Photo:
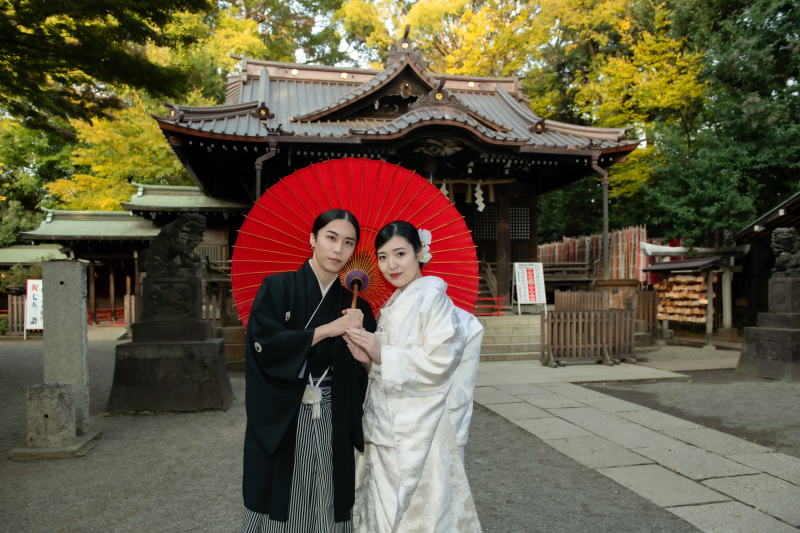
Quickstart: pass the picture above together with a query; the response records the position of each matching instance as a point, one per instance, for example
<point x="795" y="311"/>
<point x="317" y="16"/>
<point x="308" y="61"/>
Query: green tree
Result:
<point x="57" y="58"/>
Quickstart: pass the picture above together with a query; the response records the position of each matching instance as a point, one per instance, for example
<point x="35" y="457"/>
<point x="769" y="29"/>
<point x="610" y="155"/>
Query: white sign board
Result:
<point x="530" y="283"/>
<point x="33" y="305"/>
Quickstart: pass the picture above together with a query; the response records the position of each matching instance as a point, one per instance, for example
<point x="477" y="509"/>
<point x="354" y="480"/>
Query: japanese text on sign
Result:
<point x="530" y="283"/>
<point x="33" y="305"/>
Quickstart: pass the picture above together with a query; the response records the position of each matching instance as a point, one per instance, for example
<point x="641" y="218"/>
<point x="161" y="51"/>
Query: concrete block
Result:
<point x="51" y="415"/>
<point x="776" y="464"/>
<point x="693" y="462"/>
<point x="549" y="401"/>
<point x="552" y="428"/>
<point x="596" y="452"/>
<point x="588" y="417"/>
<point x="779" y="320"/>
<point x="632" y="436"/>
<point x="171" y="331"/>
<point x="656" y="420"/>
<point x="730" y="517"/>
<point x="174" y="377"/>
<point x="490" y="395"/>
<point x="518" y="411"/>
<point x="715" y="441"/>
<point x="771" y="495"/>
<point x="522" y="388"/>
<point x="172" y="298"/>
<point x="576" y="392"/>
<point x="80" y="447"/>
<point x="759" y="367"/>
<point x="661" y="486"/>
<point x="65" y="344"/>
<point x="784" y="295"/>
<point x="613" y="405"/>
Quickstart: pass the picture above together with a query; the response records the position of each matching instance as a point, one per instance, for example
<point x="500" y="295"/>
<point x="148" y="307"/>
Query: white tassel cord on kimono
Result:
<point x="411" y="476"/>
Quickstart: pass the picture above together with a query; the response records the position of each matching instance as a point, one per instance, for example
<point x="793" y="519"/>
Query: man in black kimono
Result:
<point x="294" y="331"/>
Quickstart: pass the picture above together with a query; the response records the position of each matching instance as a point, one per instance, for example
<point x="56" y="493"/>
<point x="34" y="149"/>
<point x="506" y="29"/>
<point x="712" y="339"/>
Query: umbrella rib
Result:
<point x="397" y="198"/>
<point x="383" y="200"/>
<point x="321" y="186"/>
<point x="377" y="179"/>
<point x="269" y="251"/>
<point x="243" y="288"/>
<point x="298" y="198"/>
<point x="333" y="176"/>
<point x="436" y="215"/>
<point x="414" y="198"/>
<point x="448" y="223"/>
<point x="268" y="211"/>
<point x="451" y="236"/>
<point x="455" y="249"/>
<point x="421" y="208"/>
<point x="312" y="194"/>
<point x="451" y="274"/>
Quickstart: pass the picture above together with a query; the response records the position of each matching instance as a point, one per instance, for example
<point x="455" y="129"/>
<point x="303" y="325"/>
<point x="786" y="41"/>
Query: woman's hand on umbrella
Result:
<point x="366" y="341"/>
<point x="358" y="353"/>
<point x="349" y="320"/>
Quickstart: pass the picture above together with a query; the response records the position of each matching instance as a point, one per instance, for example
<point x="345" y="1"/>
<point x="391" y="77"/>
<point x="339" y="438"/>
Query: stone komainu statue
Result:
<point x="786" y="245"/>
<point x="177" y="239"/>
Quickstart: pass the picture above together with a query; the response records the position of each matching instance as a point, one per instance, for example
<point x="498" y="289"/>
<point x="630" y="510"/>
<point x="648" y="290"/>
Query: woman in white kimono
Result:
<point x="423" y="363"/>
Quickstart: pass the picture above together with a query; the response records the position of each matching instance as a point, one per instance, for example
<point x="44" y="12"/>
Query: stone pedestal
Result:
<point x="51" y="415"/>
<point x="173" y="364"/>
<point x="772" y="350"/>
<point x="159" y="377"/>
<point x="65" y="343"/>
<point x="641" y="338"/>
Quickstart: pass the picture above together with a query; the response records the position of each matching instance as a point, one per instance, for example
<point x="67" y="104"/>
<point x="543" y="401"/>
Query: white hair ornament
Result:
<point x="425" y="239"/>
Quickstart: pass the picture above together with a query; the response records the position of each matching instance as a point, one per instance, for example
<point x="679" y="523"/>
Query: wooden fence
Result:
<point x="605" y="336"/>
<point x="581" y="301"/>
<point x="648" y="309"/>
<point x="16" y="314"/>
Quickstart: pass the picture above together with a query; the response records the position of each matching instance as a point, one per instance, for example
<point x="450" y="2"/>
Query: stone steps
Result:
<point x="510" y="338"/>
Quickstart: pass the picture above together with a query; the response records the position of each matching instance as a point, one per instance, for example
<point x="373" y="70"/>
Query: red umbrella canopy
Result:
<point x="275" y="234"/>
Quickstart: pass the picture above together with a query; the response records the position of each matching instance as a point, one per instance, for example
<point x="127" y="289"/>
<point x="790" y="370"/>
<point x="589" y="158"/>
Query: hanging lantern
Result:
<point x="479" y="198"/>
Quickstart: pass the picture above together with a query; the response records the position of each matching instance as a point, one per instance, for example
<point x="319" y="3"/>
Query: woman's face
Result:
<point x="398" y="262"/>
<point x="333" y="245"/>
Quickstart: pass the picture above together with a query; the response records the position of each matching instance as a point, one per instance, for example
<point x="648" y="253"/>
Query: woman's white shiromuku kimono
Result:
<point x="411" y="476"/>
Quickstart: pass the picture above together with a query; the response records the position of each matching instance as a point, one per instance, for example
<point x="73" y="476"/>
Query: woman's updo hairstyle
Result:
<point x="399" y="228"/>
<point x="326" y="217"/>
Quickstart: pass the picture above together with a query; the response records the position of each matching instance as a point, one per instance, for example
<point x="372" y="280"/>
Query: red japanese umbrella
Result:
<point x="275" y="234"/>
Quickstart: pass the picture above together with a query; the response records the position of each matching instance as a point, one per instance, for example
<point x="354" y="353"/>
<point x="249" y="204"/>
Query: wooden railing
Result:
<point x="605" y="336"/>
<point x="648" y="309"/>
<point x="488" y="275"/>
<point x="16" y="314"/>
<point x="581" y="301"/>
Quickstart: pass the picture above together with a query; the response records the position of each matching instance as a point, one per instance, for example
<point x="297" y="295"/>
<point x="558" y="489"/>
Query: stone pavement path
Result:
<point x="717" y="482"/>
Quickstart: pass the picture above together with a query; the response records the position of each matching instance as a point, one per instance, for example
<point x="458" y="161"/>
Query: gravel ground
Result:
<point x="183" y="472"/>
<point x="759" y="410"/>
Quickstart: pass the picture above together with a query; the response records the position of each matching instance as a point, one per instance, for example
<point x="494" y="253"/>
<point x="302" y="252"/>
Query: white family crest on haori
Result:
<point x="425" y="238"/>
<point x="411" y="474"/>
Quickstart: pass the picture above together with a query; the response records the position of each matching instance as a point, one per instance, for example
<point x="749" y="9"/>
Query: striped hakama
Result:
<point x="311" y="500"/>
------------------------------------------------------------
* To do: Write every entry out again exactly, dropping the pictures.

* Final result:
Photo:
Quickstart: pass the picture above together with a query; the response records the position of each matching instance as a point, one per instance, for example
<point x="795" y="311"/>
<point x="317" y="16"/>
<point x="308" y="61"/>
Query: green tree
Result:
<point x="57" y="58"/>
Quickstart: pass the picture above together with a query; the response records the position of each matching instance as a point, one per instance, for example
<point x="35" y="457"/>
<point x="769" y="29"/>
<point x="610" y="155"/>
Query: white sign board
Result:
<point x="530" y="283"/>
<point x="33" y="305"/>
Quickstart: pass the picture above together with a query; the response records the position of each matching instance as a point, one per instance, for example
<point x="477" y="509"/>
<point x="354" y="480"/>
Query: japanese text on sign
Result:
<point x="530" y="283"/>
<point x="33" y="305"/>
Quickstart: pass the picture above together with a query; the response records the position of each matching instance as a point, one per instance, for example
<point x="641" y="218"/>
<point x="161" y="51"/>
Query: concrete block
Result:
<point x="51" y="415"/>
<point x="776" y="464"/>
<point x="693" y="462"/>
<point x="549" y="401"/>
<point x="552" y="428"/>
<point x="596" y="452"/>
<point x="588" y="417"/>
<point x="779" y="320"/>
<point x="632" y="436"/>
<point x="171" y="331"/>
<point x="656" y="420"/>
<point x="730" y="517"/>
<point x="174" y="377"/>
<point x="490" y="395"/>
<point x="518" y="411"/>
<point x="715" y="441"/>
<point x="771" y="495"/>
<point x="522" y="388"/>
<point x="172" y="298"/>
<point x="576" y="392"/>
<point x="80" y="447"/>
<point x="759" y="367"/>
<point x="661" y="486"/>
<point x="65" y="344"/>
<point x="784" y="295"/>
<point x="613" y="405"/>
Quickstart: pass the picture above together with a query; the response records the position of each matching instance as a point, one per instance, for example
<point x="500" y="295"/>
<point x="148" y="307"/>
Query: white tassel cord on kimono
Result:
<point x="411" y="476"/>
Quickstart: pass the picture above together with a query; the response records the position of each matching instance as a point, one per instance, for example
<point x="793" y="519"/>
Query: man in black kimono
Result:
<point x="294" y="331"/>
Quickstart: pass the picture above together with a query; the response records the position of each matching instance as a point, one per instance, for example
<point x="56" y="493"/>
<point x="34" y="149"/>
<point x="506" y="29"/>
<point x="712" y="339"/>
Query: umbrella rib
Result:
<point x="397" y="198"/>
<point x="383" y="200"/>
<point x="321" y="186"/>
<point x="377" y="179"/>
<point x="269" y="251"/>
<point x="243" y="288"/>
<point x="298" y="198"/>
<point x="333" y="176"/>
<point x="436" y="215"/>
<point x="414" y="198"/>
<point x="448" y="223"/>
<point x="268" y="211"/>
<point x="451" y="236"/>
<point x="455" y="249"/>
<point x="421" y="208"/>
<point x="312" y="194"/>
<point x="451" y="274"/>
Quickstart: pass the picture above together with a query; the response records the position of each matching instance as a point, one per instance, for example
<point x="455" y="129"/>
<point x="303" y="325"/>
<point x="786" y="41"/>
Query: woman's hand on umbrella
Result:
<point x="366" y="341"/>
<point x="358" y="353"/>
<point x="349" y="320"/>
Quickstart: pass the picture above together with a query; the response records the position of each matching instance as a point, one per instance, for example
<point x="345" y="1"/>
<point x="391" y="77"/>
<point x="339" y="438"/>
Query: stone komainu statue
Result:
<point x="786" y="245"/>
<point x="177" y="239"/>
Quickstart: pass the picture above together with a query; the response records the position of each matching instance as a point, one per instance, for example
<point x="498" y="289"/>
<point x="630" y="510"/>
<point x="648" y="290"/>
Query: woman in white kimono
Result:
<point x="423" y="363"/>
Quickstart: pass the picture above together with a query; the response records the position of each matching instance as a point, one per instance, for example
<point x="44" y="12"/>
Query: stone pedestal
Result:
<point x="51" y="415"/>
<point x="173" y="364"/>
<point x="772" y="350"/>
<point x="159" y="377"/>
<point x="65" y="343"/>
<point x="641" y="338"/>
Quickstart: pass the picture above together with a query; the response records the position of each matching instance as a point, one per instance, for example
<point x="67" y="104"/>
<point x="543" y="401"/>
Query: white hair ornament
Result:
<point x="425" y="239"/>
Quickstart: pass the picture above together with a query; the response records the position of each matching instance as a point, one per instance, for example
<point x="679" y="523"/>
Query: wooden fence
Result:
<point x="605" y="336"/>
<point x="581" y="301"/>
<point x="648" y="309"/>
<point x="16" y="314"/>
Quickstart: pass the picture above together with a query; the response records the position of each matching instance as a point, one per instance, for example
<point x="450" y="2"/>
Query: stone steps
Result:
<point x="510" y="338"/>
Quickstart: pass the picture above together with a query; the response records the position of each matching instance as a point, one per instance, for example
<point x="373" y="70"/>
Query: red umbrella canopy
Result:
<point x="275" y="234"/>
Quickstart: pass the picture above together with a query; the response records the position of each matching instance as a point, one per instance, for example
<point x="127" y="289"/>
<point x="790" y="370"/>
<point x="589" y="158"/>
Query: hanging lantern
Result:
<point x="479" y="198"/>
Quickstart: pass the picture above together with a query; the response records the position of each matching instance as a point, one per instance, for example
<point x="319" y="3"/>
Query: woman's face
Result:
<point x="398" y="262"/>
<point x="333" y="245"/>
Quickstart: pass the picture above together with a query; the response records the position of each matching instance as a point, one per instance, for example
<point x="648" y="253"/>
Query: woman's white shiromuku kimono
Result:
<point x="411" y="476"/>
Quickstart: pass the picture above together with a query; the response records the position of each matching instance as a point, one per instance, for example
<point x="73" y="476"/>
Query: woman's updo hairstyle
Result:
<point x="399" y="228"/>
<point x="326" y="217"/>
Quickstart: pass the picture above together with a query; the response records the position of each matching instance as a point, one per instance, for example
<point x="372" y="280"/>
Query: red japanese umbrella
Result:
<point x="275" y="234"/>
Quickstart: pass the picture above together with a query; the response records the position of each matching instance as a point, one per instance, for example
<point x="354" y="353"/>
<point x="249" y="204"/>
Query: wooden railing
Result:
<point x="605" y="336"/>
<point x="648" y="309"/>
<point x="488" y="275"/>
<point x="16" y="314"/>
<point x="581" y="301"/>
Quickstart: pass the picture above together with a query; the response records the position of each matching instance as a point, one per instance, for example
<point x="297" y="295"/>
<point x="558" y="489"/>
Query: stone pavement path
Result:
<point x="717" y="482"/>
Quickstart: pass the picture above together with a query; the response records the position of each matching instance as a point, one per instance, for example
<point x="458" y="161"/>
Query: gravel ground
Result:
<point x="183" y="472"/>
<point x="759" y="410"/>
Quickstart: pass the picture above together with a query; the response records the position of each matching instance as a point, one per instance, for example
<point x="494" y="253"/>
<point x="302" y="252"/>
Query: white family crest on haori
Result:
<point x="425" y="238"/>
<point x="411" y="474"/>
Quickstart: pass the picture above together with a query; the response records the position of each matching instance as a point, one per instance, for example
<point x="749" y="9"/>
Query: striped hakama
Result:
<point x="311" y="500"/>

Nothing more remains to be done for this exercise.